# STATED TASK A
List the groups of scholars from overseas that, according to the article, elite institutions will look to in order to attract people of color.

# ARTICLE
■ ■ ■ ■ ■

Yes, women will be among the faculty of 2029--but the question is really which faculty, and what will their labor look like?
Last week, The Chronicle of Higher Education asked several college and university faculty and administrators to prognosticate about the shape of higher education institutions and their faculties 20 years from now. The answers varied, and depending on each writer's perspective, were hopeful or dystopian.
Evelyn Hu-Dehart, professor of history and ethnic studies at Brown University and director of the Center for the Study of Race and Ethnicity in America, writes about a future hierarchy of universities (though to me it seemed more like the present) in which there are a few elite institutions where faculty can undertake research and enjoy all the privileges granted to full professors today. These elite institutions will express diversity of gender, but in order to attract people of color, they will look overseas, to African, West Indian, Latin American, and Asian scholars. There will be some semblance of faculty governance at these universities. This will not be the case for non-elite colleges and universities, she writes:
At the deep base of the pyramid are the majority of postsecondary institutions, most of them public and minimally selective. They are the myriad of community colleges and many state colleges; together they enroll the vast majority of students pursuing postsecondary education. Their mission is to teach and credential students — many of them people of color, low-income, first-generation, nontraditional — for a fast-changing global economy. Only a small proportion of the faculty is full time and tenured. Most are contract employees — casual academic workers who constitute a flexible labor pool whose members can be easily laid off, recalled, or replaced as state budgets dictate. They deliver courses as much online as in a traditional classroom.
These lower-tier institutions attract few private donors and practically no research grants. Faculty governance is not even remotely part of the academic culture. But diversity is visible and meaningful here, for these institutions do provide opportunities for American minority-group members to pursue an academic career in teaching or administration.

■ ■ ■ ■ ■

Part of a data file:
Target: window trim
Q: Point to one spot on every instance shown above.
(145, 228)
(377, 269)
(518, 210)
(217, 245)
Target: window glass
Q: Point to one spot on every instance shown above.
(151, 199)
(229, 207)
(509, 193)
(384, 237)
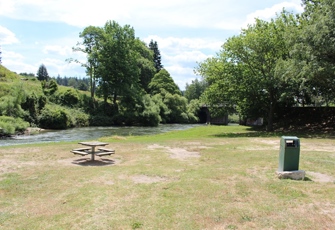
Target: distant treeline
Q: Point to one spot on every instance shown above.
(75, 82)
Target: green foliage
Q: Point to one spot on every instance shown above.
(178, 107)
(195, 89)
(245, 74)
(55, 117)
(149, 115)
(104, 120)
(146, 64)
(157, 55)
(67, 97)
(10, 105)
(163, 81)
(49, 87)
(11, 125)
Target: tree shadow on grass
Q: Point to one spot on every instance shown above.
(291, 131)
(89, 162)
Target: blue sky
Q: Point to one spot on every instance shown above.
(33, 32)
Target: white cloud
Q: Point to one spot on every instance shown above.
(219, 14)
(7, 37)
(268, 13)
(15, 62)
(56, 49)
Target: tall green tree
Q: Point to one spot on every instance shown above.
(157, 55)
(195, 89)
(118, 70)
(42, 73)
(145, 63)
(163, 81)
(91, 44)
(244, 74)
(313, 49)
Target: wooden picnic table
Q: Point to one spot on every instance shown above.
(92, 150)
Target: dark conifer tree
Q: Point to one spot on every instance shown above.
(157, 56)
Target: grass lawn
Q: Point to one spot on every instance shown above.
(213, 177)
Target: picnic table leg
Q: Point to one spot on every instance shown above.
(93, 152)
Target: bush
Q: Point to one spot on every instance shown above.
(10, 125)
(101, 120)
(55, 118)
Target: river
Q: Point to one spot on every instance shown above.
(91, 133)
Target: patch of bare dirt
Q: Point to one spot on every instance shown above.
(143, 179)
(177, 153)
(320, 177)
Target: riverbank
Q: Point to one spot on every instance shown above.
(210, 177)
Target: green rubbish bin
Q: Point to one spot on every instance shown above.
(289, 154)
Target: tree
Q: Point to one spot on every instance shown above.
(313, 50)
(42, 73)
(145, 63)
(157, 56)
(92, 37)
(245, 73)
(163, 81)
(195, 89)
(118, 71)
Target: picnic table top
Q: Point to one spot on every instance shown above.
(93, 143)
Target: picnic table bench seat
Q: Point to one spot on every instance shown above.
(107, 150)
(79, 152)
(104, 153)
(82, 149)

■ ■ ■ ■ ■

# STATED TASK B
Please find every line in the rows that contains the word "grass", and copy those lines. Case counts.

# SOLUTION A
African, West Indian, Latin American, and Asian scholars

# SOLUTION B
Target: tree shadow on grass
Target: grass lawn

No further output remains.